## PROVIDED RECORDS
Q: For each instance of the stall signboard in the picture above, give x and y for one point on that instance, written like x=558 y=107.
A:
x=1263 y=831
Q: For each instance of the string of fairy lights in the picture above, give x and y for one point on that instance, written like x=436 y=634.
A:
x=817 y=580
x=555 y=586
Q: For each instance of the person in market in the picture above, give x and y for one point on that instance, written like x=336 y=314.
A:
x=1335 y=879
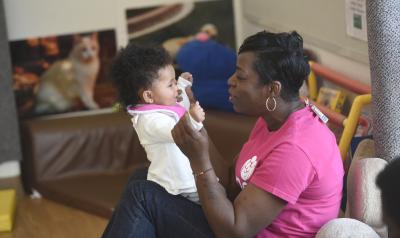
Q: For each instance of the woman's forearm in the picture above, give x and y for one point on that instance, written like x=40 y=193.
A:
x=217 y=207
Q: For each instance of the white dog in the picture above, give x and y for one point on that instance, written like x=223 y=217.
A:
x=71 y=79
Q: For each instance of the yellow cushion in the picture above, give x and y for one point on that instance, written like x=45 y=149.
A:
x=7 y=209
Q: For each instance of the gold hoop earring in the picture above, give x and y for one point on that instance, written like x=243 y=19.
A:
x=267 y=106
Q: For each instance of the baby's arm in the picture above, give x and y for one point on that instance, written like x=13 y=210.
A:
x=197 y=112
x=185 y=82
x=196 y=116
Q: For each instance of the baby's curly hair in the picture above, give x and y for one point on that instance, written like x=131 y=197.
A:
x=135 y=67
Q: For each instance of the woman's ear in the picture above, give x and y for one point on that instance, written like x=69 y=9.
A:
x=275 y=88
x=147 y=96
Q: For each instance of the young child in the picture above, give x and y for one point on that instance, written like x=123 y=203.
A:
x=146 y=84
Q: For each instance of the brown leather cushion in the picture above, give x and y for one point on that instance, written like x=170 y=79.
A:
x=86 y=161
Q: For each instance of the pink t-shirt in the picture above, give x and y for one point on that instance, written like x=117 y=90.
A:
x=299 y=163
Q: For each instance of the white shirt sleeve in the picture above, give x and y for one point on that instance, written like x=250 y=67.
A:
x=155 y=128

## WHAT THE TASK ASKS
Rescale the part that opens with the line containing "Q: For each instance of the yellow" and closes with the line containing "x=267 y=106", both ends included, and write out only those lines, entries included. Multiply every coordinate in the answers by 1.3 and round to whole numbers with halves rounding up, leaving the entries and their format samples unchanged.

## REPLY
Q: For each instance of the yellow cushion in the picture above, give x and y for one point on that instance, written like x=45 y=149.
A:
x=9 y=272
Q: For each instance of the gold hoop earring in the picture above, give x and y for one point on that instance, written like x=243 y=19.
A:
x=347 y=138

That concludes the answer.